The required result is the exact run of lines beginning at the one containing "Where can you spot the woman's face?" and ending at the last line of the entries.

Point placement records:
>>>

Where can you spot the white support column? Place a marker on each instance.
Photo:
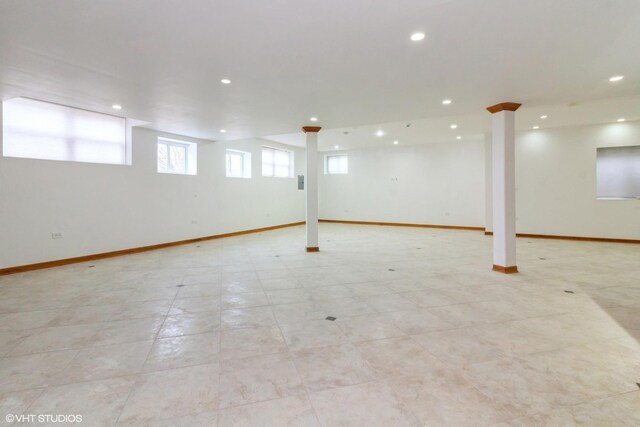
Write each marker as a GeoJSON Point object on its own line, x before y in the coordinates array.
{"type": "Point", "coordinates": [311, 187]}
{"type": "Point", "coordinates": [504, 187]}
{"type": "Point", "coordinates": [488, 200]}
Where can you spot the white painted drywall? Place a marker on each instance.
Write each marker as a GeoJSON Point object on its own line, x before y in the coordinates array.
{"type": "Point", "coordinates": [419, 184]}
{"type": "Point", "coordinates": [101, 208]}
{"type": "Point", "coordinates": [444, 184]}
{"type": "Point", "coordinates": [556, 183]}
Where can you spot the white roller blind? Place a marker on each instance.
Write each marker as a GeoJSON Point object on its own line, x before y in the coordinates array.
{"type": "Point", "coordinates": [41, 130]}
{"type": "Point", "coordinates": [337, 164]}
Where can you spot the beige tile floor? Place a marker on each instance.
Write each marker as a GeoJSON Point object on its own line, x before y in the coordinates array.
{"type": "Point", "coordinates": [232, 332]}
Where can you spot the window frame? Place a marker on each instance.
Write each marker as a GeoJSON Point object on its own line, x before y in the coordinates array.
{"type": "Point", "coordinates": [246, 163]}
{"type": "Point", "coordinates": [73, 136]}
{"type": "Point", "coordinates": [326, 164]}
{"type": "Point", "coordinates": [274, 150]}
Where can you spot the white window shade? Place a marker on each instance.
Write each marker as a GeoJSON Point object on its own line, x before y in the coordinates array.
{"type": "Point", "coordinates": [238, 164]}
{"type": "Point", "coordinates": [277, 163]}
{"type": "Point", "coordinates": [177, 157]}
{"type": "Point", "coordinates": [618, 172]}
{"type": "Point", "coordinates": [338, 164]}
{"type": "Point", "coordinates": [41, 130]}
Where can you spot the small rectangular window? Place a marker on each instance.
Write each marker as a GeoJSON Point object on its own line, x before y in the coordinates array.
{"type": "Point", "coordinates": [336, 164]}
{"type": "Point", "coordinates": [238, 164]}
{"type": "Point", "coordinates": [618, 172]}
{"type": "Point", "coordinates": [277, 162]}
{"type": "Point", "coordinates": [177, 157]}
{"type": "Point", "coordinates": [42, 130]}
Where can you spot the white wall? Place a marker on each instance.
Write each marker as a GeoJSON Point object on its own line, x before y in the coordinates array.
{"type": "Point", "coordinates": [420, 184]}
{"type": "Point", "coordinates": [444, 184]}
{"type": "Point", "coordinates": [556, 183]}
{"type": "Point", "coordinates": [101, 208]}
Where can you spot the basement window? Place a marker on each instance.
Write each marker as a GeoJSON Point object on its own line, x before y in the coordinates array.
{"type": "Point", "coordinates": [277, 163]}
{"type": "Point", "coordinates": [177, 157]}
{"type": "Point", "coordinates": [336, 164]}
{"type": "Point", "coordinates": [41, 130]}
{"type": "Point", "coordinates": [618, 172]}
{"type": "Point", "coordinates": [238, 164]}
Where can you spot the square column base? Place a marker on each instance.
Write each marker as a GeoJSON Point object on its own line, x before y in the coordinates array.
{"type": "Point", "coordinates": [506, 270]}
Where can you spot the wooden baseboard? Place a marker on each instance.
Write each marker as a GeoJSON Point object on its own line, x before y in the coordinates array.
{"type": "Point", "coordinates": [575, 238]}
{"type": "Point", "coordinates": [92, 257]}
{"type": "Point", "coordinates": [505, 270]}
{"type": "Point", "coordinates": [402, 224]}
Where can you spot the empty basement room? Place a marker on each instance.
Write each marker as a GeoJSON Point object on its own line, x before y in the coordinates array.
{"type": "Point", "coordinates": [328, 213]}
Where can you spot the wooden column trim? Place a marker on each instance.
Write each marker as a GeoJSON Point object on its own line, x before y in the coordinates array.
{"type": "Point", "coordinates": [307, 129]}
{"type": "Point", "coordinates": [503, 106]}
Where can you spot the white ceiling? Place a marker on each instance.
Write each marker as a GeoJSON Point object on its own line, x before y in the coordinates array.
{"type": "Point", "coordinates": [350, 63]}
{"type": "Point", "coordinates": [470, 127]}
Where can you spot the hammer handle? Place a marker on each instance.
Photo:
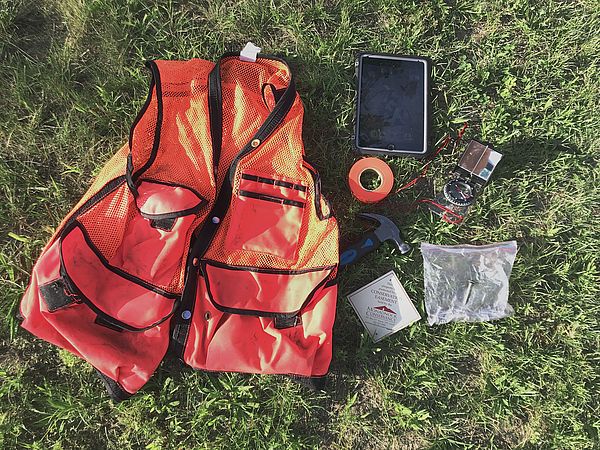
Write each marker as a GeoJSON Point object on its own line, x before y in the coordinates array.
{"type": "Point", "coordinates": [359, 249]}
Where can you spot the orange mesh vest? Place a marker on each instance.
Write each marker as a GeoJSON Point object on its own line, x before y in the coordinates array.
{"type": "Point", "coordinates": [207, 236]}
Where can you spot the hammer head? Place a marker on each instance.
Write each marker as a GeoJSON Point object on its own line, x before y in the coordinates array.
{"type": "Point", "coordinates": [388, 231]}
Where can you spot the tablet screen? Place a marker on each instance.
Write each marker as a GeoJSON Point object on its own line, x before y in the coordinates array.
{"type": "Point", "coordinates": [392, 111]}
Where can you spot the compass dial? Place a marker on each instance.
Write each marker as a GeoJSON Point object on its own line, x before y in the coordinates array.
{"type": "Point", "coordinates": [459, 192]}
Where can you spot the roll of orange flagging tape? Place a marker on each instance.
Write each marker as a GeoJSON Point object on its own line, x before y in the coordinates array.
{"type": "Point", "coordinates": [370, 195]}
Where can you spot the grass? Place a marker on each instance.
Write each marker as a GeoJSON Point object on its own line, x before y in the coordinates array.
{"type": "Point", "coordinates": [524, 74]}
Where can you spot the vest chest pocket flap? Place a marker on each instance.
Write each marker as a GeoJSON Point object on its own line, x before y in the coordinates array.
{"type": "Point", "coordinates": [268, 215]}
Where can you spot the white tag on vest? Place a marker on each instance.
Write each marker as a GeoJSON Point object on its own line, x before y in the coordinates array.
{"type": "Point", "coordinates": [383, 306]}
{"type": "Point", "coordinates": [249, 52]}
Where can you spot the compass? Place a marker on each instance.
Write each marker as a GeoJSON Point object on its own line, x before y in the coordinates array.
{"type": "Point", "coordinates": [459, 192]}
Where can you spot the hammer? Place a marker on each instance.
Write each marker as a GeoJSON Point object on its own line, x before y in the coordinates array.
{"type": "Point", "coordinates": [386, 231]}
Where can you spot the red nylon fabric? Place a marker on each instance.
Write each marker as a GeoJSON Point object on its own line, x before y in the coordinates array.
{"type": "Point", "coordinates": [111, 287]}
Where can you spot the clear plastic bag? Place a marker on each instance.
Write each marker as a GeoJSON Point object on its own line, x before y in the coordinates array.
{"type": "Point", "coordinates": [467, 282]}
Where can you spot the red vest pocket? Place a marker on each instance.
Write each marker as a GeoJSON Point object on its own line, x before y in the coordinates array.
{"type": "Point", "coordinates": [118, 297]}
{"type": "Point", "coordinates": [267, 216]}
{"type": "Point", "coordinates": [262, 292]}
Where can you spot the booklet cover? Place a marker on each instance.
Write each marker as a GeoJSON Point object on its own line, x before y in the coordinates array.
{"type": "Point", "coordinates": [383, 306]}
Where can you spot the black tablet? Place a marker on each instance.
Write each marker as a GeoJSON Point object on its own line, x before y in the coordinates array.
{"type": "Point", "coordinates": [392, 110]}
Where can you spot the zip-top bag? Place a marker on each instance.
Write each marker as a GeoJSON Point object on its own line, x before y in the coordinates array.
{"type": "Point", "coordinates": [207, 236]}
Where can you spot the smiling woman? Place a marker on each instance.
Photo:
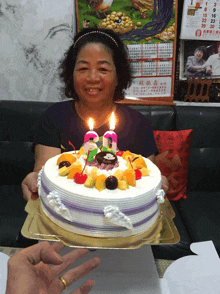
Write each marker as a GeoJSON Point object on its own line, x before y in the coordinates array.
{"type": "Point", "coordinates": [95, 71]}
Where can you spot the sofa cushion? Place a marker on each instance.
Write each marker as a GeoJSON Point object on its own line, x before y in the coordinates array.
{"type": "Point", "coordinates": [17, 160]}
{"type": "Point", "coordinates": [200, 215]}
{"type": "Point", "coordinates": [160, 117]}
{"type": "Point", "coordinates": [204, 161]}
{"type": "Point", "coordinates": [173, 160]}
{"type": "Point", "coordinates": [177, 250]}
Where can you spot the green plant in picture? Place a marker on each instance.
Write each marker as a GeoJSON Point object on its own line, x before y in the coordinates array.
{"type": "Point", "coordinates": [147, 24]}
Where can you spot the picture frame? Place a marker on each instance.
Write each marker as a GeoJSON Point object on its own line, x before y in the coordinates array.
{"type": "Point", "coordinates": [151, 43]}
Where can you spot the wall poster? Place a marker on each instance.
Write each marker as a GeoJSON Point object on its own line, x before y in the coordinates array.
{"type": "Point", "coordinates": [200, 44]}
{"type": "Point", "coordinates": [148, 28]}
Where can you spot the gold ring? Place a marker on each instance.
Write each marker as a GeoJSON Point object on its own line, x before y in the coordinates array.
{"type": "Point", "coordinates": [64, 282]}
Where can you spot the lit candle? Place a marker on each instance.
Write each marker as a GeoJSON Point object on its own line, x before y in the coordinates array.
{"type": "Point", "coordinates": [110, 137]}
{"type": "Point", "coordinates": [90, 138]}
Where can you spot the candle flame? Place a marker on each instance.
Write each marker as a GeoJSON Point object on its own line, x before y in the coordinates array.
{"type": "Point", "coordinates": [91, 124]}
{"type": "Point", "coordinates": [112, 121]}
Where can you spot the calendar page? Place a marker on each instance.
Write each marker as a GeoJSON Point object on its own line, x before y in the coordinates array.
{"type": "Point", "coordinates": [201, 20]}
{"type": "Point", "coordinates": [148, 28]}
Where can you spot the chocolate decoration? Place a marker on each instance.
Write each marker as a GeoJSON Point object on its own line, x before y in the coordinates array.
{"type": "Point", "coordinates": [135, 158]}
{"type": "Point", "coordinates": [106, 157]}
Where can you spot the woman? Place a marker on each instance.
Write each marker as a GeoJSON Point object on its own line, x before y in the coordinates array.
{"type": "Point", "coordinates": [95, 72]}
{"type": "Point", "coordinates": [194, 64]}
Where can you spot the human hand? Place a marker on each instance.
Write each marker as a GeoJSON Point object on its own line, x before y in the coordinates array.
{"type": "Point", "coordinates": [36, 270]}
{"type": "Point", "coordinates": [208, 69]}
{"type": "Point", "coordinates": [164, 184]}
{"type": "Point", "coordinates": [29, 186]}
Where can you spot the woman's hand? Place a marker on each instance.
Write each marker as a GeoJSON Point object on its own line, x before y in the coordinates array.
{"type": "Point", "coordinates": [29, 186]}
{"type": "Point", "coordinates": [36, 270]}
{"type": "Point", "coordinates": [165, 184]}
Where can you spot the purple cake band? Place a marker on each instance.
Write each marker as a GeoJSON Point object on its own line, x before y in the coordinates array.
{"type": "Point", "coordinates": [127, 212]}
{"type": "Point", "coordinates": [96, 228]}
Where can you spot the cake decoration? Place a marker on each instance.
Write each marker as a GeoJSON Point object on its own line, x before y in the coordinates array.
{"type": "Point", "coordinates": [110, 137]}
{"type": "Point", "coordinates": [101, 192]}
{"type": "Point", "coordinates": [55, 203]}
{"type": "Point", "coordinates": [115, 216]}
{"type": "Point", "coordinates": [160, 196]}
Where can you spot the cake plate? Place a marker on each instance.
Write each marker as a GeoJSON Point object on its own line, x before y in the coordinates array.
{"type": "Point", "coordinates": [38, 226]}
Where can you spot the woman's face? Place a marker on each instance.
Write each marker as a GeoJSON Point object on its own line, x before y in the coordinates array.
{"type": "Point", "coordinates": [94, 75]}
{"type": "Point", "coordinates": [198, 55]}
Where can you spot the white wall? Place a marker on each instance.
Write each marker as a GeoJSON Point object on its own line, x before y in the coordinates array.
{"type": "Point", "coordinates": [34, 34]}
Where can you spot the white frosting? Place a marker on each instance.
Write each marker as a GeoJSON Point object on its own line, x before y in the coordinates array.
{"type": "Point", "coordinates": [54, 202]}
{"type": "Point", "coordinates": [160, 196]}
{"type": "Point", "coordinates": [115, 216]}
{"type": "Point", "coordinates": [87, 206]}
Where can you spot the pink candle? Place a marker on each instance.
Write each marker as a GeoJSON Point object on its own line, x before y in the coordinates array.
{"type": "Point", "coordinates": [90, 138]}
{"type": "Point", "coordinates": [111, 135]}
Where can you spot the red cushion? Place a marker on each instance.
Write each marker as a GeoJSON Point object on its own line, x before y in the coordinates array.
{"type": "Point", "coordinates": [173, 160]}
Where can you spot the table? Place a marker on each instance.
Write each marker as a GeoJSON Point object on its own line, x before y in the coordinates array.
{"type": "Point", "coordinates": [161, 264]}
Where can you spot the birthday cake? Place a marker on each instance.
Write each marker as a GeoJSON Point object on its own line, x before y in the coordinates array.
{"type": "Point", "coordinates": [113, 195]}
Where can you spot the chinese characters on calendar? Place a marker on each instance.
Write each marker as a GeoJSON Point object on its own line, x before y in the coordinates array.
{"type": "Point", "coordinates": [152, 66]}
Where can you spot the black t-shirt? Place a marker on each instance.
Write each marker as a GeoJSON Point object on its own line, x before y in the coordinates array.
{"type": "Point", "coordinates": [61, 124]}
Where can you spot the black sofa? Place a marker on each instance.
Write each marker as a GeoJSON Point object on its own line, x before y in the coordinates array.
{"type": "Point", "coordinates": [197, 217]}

<<<

Complete answer
Where can you spot the woman's face? Place a marker on each instance.
Write each marker as a GeoJSON Point object on its own line, x before y in the coordinates array.
{"type": "Point", "coordinates": [94, 75]}
{"type": "Point", "coordinates": [198, 55]}
Where can you spot the white wall? Place a marker on each instance.
Write each marker as a GeoJSON Point object on its own line, x before y in the coordinates array.
{"type": "Point", "coordinates": [34, 34]}
Where can you spot the white frosting? Place a marker on each instance.
Write each marker as a GeoJSON Point object on its own line, x before y in the coordinates array.
{"type": "Point", "coordinates": [54, 202]}
{"type": "Point", "coordinates": [160, 196]}
{"type": "Point", "coordinates": [115, 216]}
{"type": "Point", "coordinates": [87, 206]}
Where can you spot the pink candle? Place a marker on each instance.
Write each marker as a GeoJSON Point object on its own line, x before y in the coordinates array.
{"type": "Point", "coordinates": [90, 138]}
{"type": "Point", "coordinates": [111, 135]}
Where can you spot the red cushion? Place a marker on each instance.
Write each marker as a GeoJSON Point object on its own line, x before y in the coordinates array.
{"type": "Point", "coordinates": [173, 160]}
Where can you spot the table? Place a marker on each instance.
Write each marker as a GeoJSON Point object on its own line, x before y in the coordinates array.
{"type": "Point", "coordinates": [161, 264]}
Where can you spot the birthday cake? Place a marker on each instance.
Write each marker as a GeoJSON Point object on its own line, x before y in the coordinates array.
{"type": "Point", "coordinates": [113, 195]}
Where can you spot the chinese characters on calendar? Place a marker on each instance.
Write each marker as a GeoJSON Point object on its own line, x before y in the coordinates array.
{"type": "Point", "coordinates": [152, 66]}
Where can you spot the black t-shirt? Place a marker on each instance.
Write each marker as a GeoJSON Point object on its own line, x before y in the coordinates array.
{"type": "Point", "coordinates": [61, 124]}
Where can you spot the black sofa? Place a marker on each instance.
Write each marker as a GeoJSON Point object on its own line, x before y in the coordinates array.
{"type": "Point", "coordinates": [197, 217]}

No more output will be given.